Extrait fourni:
════════════════════

M. Muller. - A la décharge future du gouvernement, je dis que ces 30 hectares ont été acquis.

M. H. Dumortier. - J'ajouterai encore quelques mots concernant un troisième point qui est également une des bases de toute bonne législation sur l'organisation des dépôts de mendicité.

Je serai très bref, car j'ai cru pour le moment ne devoir venir présenter sur cet objet que des observations sommaires. Je me propose de les développer plus longuement, lors de la discussion du budget de la justice.

Il y a quelques années, les indigents se rendaient au dépôt de mendicité avec autant de facilité qu'ils se rendaient sui la voie publique. Ils en sortaient à peu près aussi facilement qu'ils y entraient.

Cette facilité pour l'entrée et la sortie avait créé un état de choses déplorable et ruineux pour les communes. C'est pour y remédier que la loi de 1848 subordonna l'entrée des indigents an dépôt de mendicité à l'autorisation de l'administration de la commune du domicile de secours, ou de celle de la commune où les mendiants sont arrêtés.

Cette modification de la loi n'a remédié que très partiellement au mal.

Aujourd'hui les indigents qui veulent entrer dans les dépôts de mendicité se rendent à Bruxelles, à Bruges et à Mons, s’y font arrêter pour délit de mendicité et sont conduits dans ces établissements.

Ils entrent donc dans les dépôts à peu près aussi facilement qu'avant la promulgation de la loi de 1848.

Je crois que pour ce qui concerne l'entrée des indigents dans les dépôts, il ne faut pas adopter un système absolu ; je m'explique.

L'entrée libre ou subordonnée aux conditions que la loi exige actuellement ne pourra être maintenue à cause des abus qui en résultent.

════════════════════

Données fournies:
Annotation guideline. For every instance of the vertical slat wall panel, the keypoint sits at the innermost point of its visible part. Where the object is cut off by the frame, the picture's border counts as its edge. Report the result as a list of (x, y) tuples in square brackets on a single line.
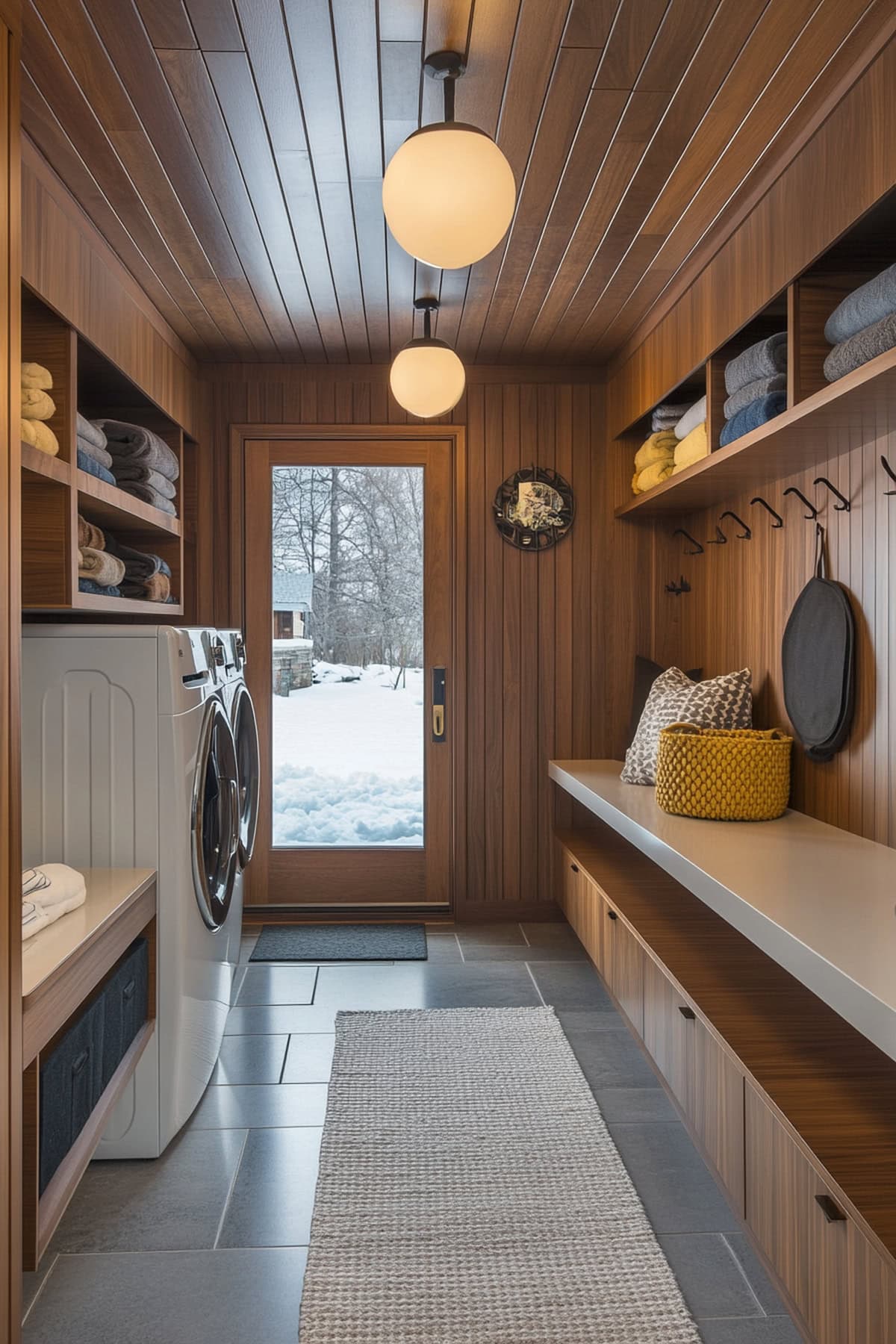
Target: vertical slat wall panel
[(531, 670), (742, 594)]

════════════════════

Actions à mener:
**A.** Recopiez le passage de l'extrait sur les dépôts de mendicité qui commence à "Je serai très" et se termine à "mendiants sont arrêtés.".
**B.** D'après l'extrait sur les dépôts de mendicité, dans quelles villes les indigents se font-ils aujourd'hui arrêter pour être conduits dans ces établissements ?
**C.** Prolongez l'extrait sur les dépôts de mendicité au-delà de sa dernière phrase.

Réponses par tâche:
**A.**
Je serai très bref, car j'ai cru pour le moment ne devoir venir présenter sur cet objet que des observations sommaires. Je me propose de les développer plus longuement, lors de la discussion du budget de la justice.

Il y a quelques années, les indigents se rendaient au dépôt de mendicité avec autant de facilité qu'ils se rendaient sui la voie publique. Ils en sortaient à peu près aussi facilement qu'ils y entraient.

Cette facilité pour l'entrée et la sortie avait créé un état de choses déplorable et ruineux pour les communes. C'est pour y remédier que la loi de 1848 subordonna l'entrée des indigents an dépôt de mendicité à l'autorisation de l'administration de la commune du domicile de secours, ou de celle de la commune où les mendiants sont arrêtés.

**B.** À Bruxelles, à Bruges et à Mons.

**C.**
Il n'est pas possible non plus de supprimer complétement l'entrée volontaire. Il ne serait ni juste ni humain de fermer d'une manière absolue les portes des dépôts aux indigents qui se trouvent réellement dans un état pour ainsi dire désespéré et loin de la commune qui est le lieu de leur domicile de secours.

La société ne pourrait d'ailleurs punir la mendicité comme un délit que pourvu qu'elle offre en même temps un dernier et suprême refuge aux véritables malheureux, dénués momentanément de toute ressource.

Que faut-il donc faire ?

Il faut adopter un système en dehors de ces deux termes extrêmes ; c'est le système que j'ai vu appliquer en visitant les dépôts de mendicité en France, et notamment à Beaugency, à Tulle et à Marseille.

Là, avant d'admettre les indigents au dépôt, on exige qu'ils justifient du défaut de moyens d'existence, du manque absolu de travail, etc.

En outre, la question d’admission devrait être tranchée, non par des autorités communales, toujours intéressées elles-mêmes dans la solution ces questions, mais par des autorités placées dans des conditions d'impartialité.

Ces autorités sont les commissaires d'arrondissement, les gouverneurs et les députations permanentes.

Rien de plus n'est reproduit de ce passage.